◆ DATASET RECORDS ◆
+ + + + +
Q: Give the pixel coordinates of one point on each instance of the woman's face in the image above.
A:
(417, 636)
+ + + + +
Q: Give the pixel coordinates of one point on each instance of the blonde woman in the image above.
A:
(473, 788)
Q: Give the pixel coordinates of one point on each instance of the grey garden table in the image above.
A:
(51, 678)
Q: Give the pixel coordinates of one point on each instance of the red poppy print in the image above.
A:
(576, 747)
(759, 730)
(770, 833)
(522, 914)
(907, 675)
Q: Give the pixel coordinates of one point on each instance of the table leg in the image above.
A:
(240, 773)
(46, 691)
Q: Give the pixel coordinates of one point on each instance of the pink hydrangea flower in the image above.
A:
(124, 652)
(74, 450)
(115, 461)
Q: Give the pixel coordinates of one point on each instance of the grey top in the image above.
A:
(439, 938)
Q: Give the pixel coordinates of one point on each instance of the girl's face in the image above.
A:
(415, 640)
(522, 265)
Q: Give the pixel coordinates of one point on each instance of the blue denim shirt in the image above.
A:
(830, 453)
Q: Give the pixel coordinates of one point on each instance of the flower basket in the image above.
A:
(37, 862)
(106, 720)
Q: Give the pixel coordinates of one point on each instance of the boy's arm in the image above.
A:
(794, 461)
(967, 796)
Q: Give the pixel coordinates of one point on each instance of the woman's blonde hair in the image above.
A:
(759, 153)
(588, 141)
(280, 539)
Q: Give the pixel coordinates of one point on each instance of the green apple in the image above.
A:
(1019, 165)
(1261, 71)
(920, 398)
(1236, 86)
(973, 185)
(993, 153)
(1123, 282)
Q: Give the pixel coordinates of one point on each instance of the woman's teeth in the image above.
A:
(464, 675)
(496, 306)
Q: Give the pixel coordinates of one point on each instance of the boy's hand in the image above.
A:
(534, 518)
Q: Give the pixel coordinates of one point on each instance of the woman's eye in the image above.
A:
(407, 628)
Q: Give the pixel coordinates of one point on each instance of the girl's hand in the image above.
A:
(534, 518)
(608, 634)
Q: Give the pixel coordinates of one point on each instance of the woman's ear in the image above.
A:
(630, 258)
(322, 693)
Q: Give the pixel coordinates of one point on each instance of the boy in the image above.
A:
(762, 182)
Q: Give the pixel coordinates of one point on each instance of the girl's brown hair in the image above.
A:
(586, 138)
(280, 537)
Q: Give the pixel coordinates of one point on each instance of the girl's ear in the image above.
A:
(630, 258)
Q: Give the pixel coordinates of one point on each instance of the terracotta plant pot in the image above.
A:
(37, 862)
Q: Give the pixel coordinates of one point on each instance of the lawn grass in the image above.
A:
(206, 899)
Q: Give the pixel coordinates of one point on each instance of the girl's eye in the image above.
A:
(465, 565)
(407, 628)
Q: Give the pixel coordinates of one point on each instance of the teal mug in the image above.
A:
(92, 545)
+ + + + +
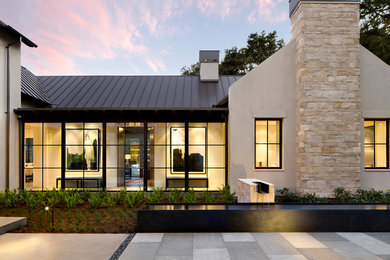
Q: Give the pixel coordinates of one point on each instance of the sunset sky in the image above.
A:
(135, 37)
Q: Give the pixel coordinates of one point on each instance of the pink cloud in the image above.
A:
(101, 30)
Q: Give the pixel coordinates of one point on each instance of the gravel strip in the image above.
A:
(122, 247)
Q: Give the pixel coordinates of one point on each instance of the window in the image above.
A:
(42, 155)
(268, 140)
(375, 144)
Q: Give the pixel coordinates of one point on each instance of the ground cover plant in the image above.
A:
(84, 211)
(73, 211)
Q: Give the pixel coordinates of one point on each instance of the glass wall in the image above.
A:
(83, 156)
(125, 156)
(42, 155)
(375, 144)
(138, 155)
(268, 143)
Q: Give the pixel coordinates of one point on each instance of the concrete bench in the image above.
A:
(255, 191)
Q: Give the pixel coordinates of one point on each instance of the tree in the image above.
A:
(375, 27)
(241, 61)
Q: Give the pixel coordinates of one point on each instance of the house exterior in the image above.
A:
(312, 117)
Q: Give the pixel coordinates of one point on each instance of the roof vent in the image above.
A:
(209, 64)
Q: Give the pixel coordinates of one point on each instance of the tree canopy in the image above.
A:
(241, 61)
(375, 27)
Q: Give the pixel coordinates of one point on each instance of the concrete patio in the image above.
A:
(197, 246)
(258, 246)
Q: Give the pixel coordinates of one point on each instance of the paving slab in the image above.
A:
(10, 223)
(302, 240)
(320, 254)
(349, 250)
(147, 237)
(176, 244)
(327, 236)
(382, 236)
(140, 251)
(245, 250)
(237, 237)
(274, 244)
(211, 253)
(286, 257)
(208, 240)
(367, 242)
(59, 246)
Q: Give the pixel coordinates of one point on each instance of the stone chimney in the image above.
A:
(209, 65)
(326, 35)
+ + + + +
◆ ASSIGNED TASK ◆
Using the material above, tally each line where the word "girl" appears. Reply with the total only.

◆ ANSWER TO THIS EXERCISE ◆
5